• **PROBLEM TO SOLVE**
From the line that holds "Expected: for every instance of the clear" down to the last line of the listing below, reproduce each line exactly and nothing more, omitting pictures.

• **TASK DATA**

========================================

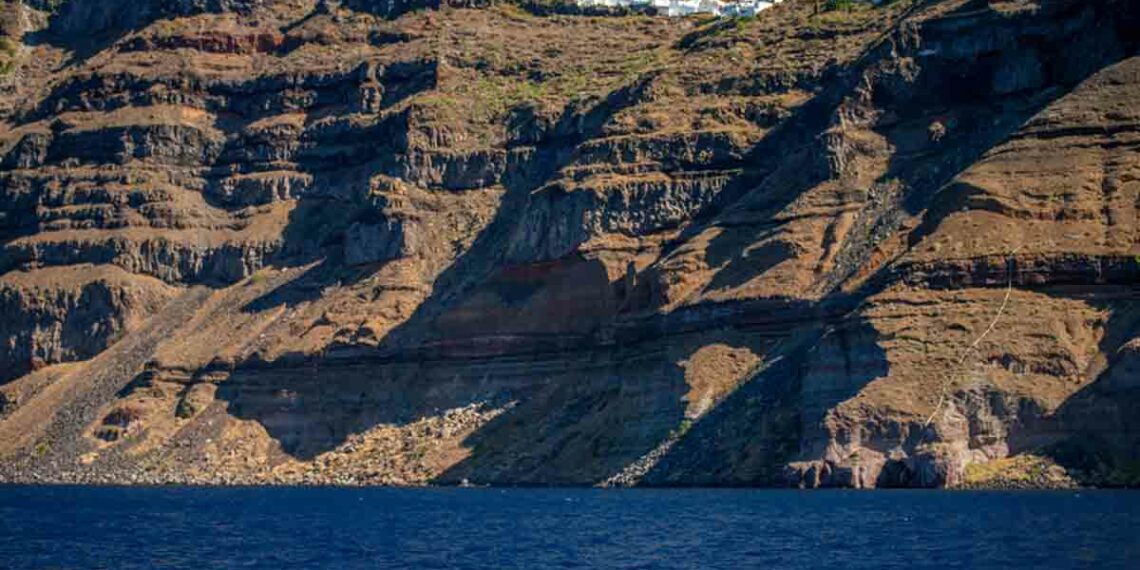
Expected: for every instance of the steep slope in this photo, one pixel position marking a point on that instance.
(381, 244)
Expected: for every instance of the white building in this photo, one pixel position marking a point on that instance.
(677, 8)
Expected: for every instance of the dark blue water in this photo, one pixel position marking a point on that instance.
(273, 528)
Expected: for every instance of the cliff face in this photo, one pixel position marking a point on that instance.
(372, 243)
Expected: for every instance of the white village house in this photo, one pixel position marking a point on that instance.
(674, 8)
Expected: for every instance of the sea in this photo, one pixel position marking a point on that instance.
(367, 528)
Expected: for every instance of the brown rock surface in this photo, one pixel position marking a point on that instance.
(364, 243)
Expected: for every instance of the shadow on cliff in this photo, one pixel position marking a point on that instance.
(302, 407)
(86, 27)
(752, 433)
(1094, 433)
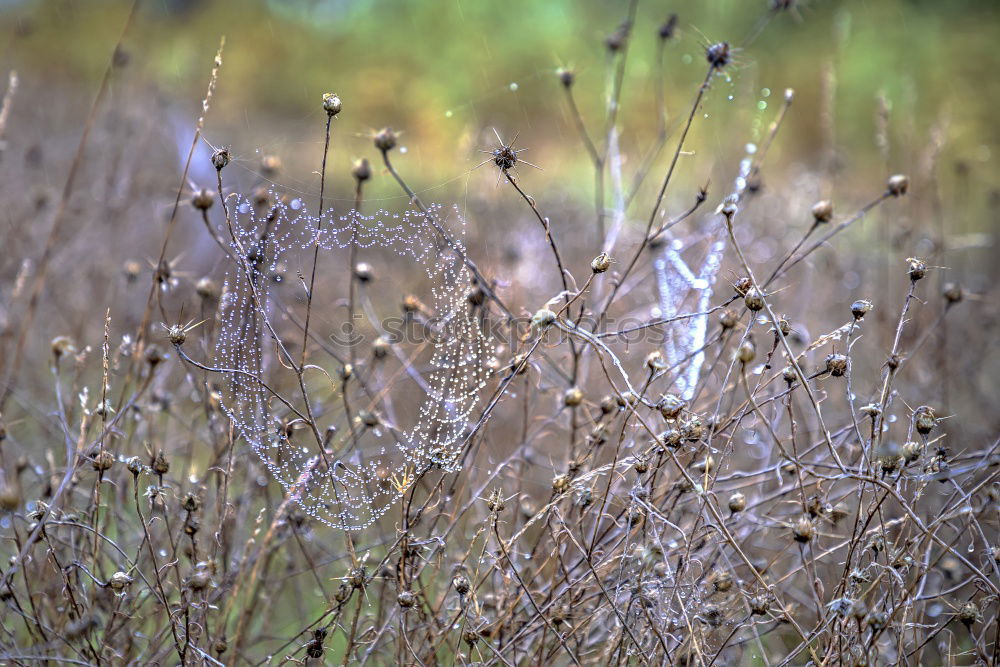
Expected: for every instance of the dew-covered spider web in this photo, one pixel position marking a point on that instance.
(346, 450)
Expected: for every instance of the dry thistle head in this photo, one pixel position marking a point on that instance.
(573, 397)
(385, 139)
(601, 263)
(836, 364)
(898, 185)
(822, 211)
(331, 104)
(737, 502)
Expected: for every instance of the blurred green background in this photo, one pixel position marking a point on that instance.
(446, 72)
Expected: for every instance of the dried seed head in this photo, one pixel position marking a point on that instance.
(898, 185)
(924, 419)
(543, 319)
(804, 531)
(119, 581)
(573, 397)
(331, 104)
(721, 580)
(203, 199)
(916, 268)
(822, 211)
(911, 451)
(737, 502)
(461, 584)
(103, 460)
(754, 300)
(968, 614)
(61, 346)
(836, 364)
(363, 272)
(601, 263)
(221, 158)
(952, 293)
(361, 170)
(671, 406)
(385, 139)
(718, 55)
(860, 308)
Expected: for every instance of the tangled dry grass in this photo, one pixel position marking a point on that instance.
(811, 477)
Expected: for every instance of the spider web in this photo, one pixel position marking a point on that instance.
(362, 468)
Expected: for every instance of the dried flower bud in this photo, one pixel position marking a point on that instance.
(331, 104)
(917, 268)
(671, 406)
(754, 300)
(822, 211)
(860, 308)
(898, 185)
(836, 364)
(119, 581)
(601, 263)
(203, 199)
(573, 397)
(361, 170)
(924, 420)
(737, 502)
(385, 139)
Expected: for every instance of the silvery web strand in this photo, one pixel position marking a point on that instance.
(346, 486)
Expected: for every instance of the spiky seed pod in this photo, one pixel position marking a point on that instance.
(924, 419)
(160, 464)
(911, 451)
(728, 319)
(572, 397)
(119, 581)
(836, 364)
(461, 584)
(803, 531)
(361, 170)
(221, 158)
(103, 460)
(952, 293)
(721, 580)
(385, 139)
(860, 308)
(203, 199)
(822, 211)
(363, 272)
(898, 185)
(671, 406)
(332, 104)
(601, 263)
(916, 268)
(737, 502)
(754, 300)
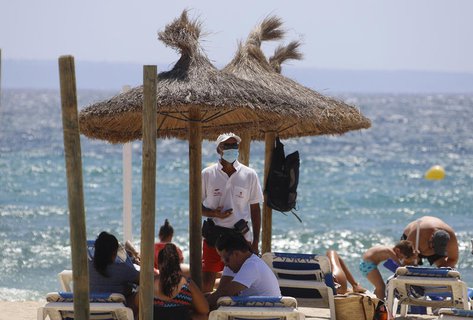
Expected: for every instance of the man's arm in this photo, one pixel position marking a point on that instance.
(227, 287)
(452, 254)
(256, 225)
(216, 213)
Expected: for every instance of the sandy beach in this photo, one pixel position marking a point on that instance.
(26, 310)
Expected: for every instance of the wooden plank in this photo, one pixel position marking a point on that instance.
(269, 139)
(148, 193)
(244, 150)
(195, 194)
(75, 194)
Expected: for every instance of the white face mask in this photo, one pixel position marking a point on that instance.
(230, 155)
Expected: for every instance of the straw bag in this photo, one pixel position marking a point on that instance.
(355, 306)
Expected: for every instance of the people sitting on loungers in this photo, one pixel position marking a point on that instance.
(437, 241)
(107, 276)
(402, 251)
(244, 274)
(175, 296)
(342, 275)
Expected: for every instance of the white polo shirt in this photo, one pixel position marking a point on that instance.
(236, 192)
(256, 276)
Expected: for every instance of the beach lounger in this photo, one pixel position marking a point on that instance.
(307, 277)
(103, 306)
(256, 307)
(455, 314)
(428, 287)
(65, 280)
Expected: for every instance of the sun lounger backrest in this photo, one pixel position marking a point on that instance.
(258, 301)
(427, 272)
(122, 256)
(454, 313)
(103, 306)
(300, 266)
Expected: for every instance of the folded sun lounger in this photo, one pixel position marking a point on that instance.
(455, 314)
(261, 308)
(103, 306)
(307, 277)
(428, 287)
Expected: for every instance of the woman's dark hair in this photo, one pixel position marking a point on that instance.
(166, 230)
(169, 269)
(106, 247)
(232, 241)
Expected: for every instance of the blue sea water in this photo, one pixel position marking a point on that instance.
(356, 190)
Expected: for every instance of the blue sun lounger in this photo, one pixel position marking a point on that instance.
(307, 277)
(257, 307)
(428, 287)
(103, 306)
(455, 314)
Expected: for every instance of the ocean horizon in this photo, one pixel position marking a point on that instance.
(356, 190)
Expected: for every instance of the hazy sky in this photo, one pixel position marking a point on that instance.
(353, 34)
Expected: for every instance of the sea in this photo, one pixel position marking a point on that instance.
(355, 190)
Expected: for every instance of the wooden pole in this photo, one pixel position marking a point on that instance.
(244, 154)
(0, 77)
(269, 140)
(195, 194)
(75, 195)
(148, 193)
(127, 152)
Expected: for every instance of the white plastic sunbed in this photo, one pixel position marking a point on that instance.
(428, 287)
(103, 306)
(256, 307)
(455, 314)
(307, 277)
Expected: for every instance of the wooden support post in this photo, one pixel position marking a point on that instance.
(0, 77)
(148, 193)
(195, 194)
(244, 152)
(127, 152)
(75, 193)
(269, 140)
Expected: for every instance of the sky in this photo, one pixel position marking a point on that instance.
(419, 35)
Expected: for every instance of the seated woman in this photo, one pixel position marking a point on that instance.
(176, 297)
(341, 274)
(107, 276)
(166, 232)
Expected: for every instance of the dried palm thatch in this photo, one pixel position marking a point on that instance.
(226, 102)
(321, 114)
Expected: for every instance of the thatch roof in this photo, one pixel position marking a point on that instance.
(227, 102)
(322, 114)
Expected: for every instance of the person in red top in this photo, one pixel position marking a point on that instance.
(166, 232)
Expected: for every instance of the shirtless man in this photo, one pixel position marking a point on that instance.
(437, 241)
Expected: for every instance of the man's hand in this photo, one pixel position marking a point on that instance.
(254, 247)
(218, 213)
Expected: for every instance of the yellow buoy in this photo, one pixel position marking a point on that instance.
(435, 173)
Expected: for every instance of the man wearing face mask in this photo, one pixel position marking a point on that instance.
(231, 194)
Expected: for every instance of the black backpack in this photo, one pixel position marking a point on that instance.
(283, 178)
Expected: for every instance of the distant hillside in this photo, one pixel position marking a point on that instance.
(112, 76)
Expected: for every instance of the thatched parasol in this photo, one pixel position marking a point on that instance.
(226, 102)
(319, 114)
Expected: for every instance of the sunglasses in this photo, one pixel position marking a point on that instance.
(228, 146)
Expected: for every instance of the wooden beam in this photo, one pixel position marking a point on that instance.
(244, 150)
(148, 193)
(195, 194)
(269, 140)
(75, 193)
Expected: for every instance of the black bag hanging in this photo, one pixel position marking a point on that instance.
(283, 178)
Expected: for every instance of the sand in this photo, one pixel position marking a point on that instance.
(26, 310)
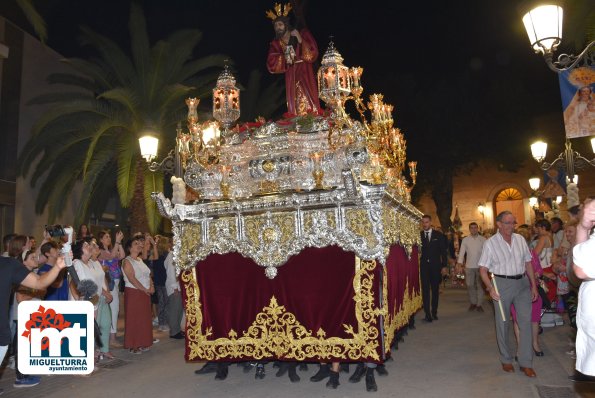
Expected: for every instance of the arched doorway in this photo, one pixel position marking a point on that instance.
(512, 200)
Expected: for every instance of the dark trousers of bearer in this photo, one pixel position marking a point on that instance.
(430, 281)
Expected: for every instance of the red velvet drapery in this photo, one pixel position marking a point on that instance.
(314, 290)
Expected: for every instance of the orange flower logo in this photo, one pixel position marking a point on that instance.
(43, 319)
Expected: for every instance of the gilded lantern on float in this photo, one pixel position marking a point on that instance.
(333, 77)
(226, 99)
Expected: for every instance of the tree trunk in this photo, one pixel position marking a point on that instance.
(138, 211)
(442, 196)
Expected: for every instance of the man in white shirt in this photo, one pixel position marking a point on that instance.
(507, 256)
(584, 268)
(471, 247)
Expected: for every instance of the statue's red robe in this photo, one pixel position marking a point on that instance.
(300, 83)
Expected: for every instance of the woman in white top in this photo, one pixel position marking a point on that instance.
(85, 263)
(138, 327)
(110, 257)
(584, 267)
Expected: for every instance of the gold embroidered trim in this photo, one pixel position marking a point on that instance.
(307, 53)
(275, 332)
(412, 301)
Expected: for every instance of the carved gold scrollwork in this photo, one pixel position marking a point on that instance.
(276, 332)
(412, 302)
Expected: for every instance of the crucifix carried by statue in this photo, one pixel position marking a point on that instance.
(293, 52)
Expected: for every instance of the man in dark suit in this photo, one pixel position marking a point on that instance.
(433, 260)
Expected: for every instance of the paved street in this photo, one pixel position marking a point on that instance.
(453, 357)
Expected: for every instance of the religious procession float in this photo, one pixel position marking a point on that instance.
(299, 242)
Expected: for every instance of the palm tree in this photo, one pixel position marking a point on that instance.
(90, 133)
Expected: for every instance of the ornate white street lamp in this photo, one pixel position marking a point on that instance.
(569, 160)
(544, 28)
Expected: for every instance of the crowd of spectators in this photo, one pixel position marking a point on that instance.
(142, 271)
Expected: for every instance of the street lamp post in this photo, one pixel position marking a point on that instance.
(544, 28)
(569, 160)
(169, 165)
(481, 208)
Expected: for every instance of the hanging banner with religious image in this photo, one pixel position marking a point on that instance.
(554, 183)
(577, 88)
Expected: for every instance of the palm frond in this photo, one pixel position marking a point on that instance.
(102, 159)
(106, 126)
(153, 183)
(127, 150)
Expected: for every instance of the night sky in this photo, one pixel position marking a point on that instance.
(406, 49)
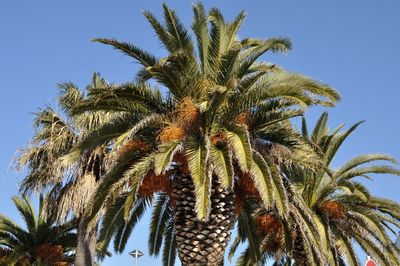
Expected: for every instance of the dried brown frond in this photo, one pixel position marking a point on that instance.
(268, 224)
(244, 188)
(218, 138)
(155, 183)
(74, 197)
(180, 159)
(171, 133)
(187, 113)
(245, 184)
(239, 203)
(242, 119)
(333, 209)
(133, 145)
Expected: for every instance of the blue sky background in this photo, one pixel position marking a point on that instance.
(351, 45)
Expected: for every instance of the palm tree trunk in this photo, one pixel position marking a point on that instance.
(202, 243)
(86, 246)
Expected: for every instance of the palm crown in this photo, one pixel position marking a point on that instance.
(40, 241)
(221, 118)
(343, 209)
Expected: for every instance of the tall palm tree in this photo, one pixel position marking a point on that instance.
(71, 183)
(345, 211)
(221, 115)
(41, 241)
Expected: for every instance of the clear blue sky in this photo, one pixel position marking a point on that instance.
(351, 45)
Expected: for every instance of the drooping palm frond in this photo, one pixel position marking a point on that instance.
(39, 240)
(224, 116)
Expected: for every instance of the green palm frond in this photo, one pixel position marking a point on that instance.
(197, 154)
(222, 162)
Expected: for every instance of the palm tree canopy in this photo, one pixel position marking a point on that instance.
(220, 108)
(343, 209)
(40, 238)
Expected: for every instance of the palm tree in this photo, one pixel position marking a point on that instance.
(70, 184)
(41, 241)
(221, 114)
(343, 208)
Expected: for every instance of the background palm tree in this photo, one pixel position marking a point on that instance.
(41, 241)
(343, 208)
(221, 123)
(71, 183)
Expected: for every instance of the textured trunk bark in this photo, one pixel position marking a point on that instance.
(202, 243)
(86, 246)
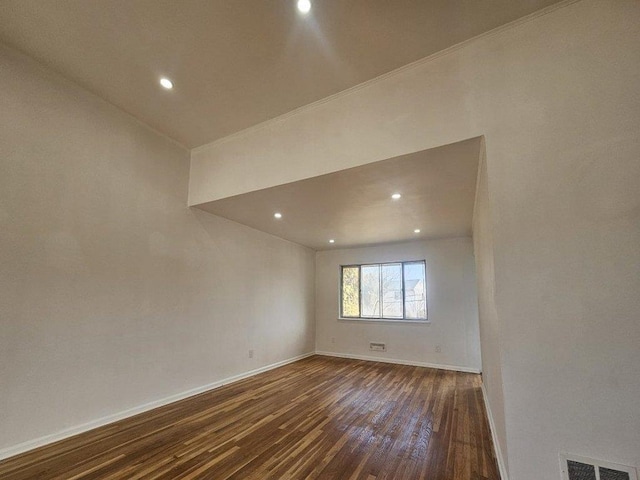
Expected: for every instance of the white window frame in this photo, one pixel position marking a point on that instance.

========================================

• **EXERCISE ANSWER**
Expected: for every instance of the clear blue sky in this photo, one pixel position marking a point on that instance.
(351, 45)
Expected: for every instance of the drooping palm frond in this photo, one pixel position marking a point on that instance.
(39, 240)
(224, 116)
Expected: for every instance of the green palm frond in this photo, one pixel position marking a point on that instance.
(197, 154)
(222, 162)
Expected: for every instance of the palm tree canopy in this photo, one pixel position marking a point on that instance.
(220, 108)
(343, 209)
(40, 238)
Expected: for every instance of the palm tree in this photo, one pixel position marking a point on that instance.
(70, 184)
(41, 241)
(221, 114)
(343, 208)
Expected: for every instance of the background palm tree in this photo, one pixel position marking a point on that instance.
(41, 241)
(343, 208)
(221, 123)
(71, 183)
Expected: for every instance of the textured trunk bark in this photo, one pixel position marking a point on that instance.
(202, 243)
(86, 246)
Expected: for every instance of the white window frame in this photo, one pixel position marking a point on that instance.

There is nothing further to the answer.